Goal 1:
Using the DUI arrest excerpt, explain in one to three sentences why there was probable cause to arrest the defendant.
Goal 2:
Rewrite the passage from the DUI arrest excerpt starting at "The foregoing information" and ending at "Defendant for DUI.", substituting "strip mall" for each "shopping plaza".

The foregoing information gathered during the accident investigation was compounded with the fact that Defendant admitted he had driven the vehicle earlier that evening to the shopping plaza where the bar was located; he admitted he had been drinking at the bar in the shopping plaza; he was found with the vehicle’s keys in his pocket during the initial encounter with police; police confirmed that the vehicle was registered in Defendant’s name; and Defendant had signs of impairment.1 Under the totality of the circumstances, this established the existence of probable cause to arrest Defendant for DUI.

Data shown:
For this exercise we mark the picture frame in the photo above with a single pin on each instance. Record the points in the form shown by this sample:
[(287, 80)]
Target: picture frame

Task response 1:
Under the totality of the circumstances, the accident investigation's findings combined with several other facts. Defendant admitted he had driven the vehicle to the shopping plaza earlier that evening and had been drinking at the bar there, he had the vehicle's keys in his pocket, the vehicle was registered in his name, and he showed signs of impairment. Together, these established probable cause to arrest him for DUI.

Task response 2:
The foregoing information gathered during the accident investigation was compounded with the fact that Defendant admitted he had driven the vehicle earlier that evening to the strip mall where the bar was located; he admitted he had been drinking at the bar in the strip mall; he was found with the vehicle’s keys in his pocket during the initial encounter with police; police confirmed that the vehicle was registered in Defendant’s name; and Defendant had signs of impairment.1 Under the totality of the circumstances, this established the existence of probable cause to arrest Defendant for DUI.